» Exercise description
Each line of the listing below containing the word "every" should be returned.

» Data for review
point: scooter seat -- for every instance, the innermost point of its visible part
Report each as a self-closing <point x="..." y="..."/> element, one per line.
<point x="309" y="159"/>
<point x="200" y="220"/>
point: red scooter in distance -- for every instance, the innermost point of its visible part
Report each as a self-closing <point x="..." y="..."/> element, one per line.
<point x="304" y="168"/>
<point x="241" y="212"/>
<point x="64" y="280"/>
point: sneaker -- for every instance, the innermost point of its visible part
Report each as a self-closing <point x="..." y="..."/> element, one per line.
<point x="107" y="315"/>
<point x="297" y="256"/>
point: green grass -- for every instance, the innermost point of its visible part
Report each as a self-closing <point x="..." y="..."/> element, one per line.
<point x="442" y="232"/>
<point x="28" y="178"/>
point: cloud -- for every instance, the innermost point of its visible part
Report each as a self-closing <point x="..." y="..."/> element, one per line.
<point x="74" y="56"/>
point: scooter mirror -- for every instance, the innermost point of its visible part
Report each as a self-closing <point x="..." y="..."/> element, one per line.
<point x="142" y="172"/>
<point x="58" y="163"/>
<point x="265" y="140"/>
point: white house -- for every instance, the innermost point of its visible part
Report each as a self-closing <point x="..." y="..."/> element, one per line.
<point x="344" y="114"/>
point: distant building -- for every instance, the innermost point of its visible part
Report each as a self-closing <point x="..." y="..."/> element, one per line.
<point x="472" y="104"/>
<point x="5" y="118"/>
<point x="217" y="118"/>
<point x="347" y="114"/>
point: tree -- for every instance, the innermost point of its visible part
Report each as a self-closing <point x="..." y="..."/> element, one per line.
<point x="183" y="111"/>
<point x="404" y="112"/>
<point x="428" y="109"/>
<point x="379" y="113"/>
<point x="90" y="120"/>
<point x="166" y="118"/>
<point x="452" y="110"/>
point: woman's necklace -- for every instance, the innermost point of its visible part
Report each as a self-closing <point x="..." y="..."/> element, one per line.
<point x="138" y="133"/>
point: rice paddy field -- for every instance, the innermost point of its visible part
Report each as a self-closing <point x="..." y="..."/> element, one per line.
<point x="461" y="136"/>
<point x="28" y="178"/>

» Written reply
point: scooter seat -- for every instance, the innermost point of its visible part
point: red scooter in distance -- for every instance, the innermost point of its visible part
point: sneaker -- for every instance, the innermost point of its visible part
point: green grass -- for every instance, the innermost point of its visible part
point: cloud -- for every instance, the innermost point of its visible part
point: scooter mirror -- for every instance, the innermost point of its visible part
point: white house -- for every instance, the innermost point of its visible part
point: distant building -- for every instance, the innermost point of its visible part
point: tree -- for every instance, the innermost point of its visible part
point: woman's necklace -- for every instance, the innermost point of its visible part
point: rice paddy field -- for every instance, the innermost point of its visible part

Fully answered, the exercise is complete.